• Try it
Give the records again exactly, but drop the pictures.

• Data section
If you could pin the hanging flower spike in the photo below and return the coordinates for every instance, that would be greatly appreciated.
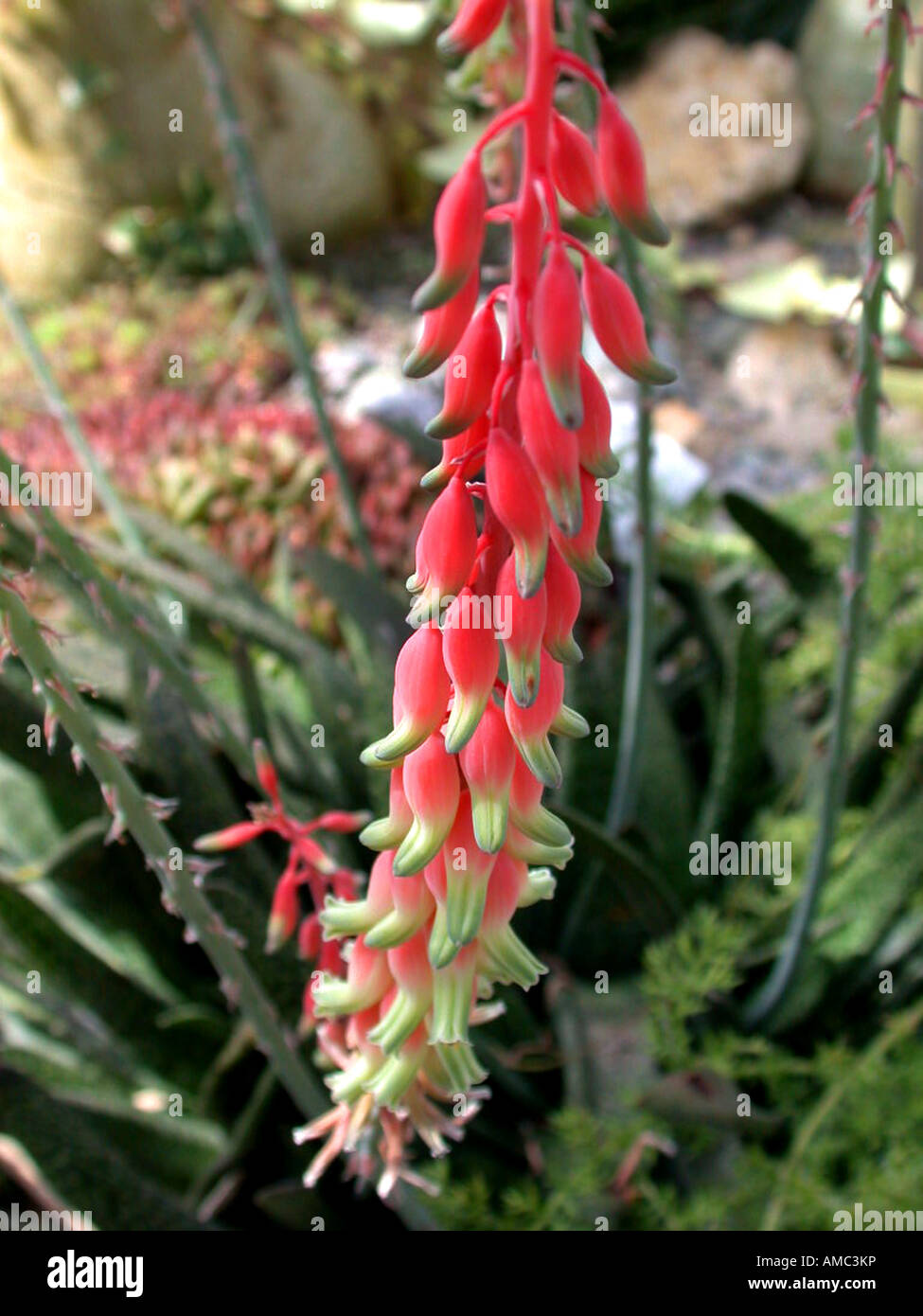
(458, 229)
(470, 377)
(444, 552)
(575, 166)
(475, 23)
(467, 841)
(618, 324)
(624, 176)
(420, 694)
(552, 449)
(559, 336)
(443, 329)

• The completed task
If you could pin the hanging flower spike in the photo below and return the coordinates for every instance, that would be greatly appreciated.
(458, 229)
(470, 377)
(444, 552)
(575, 166)
(475, 23)
(467, 841)
(618, 324)
(624, 176)
(420, 694)
(552, 449)
(559, 336)
(443, 329)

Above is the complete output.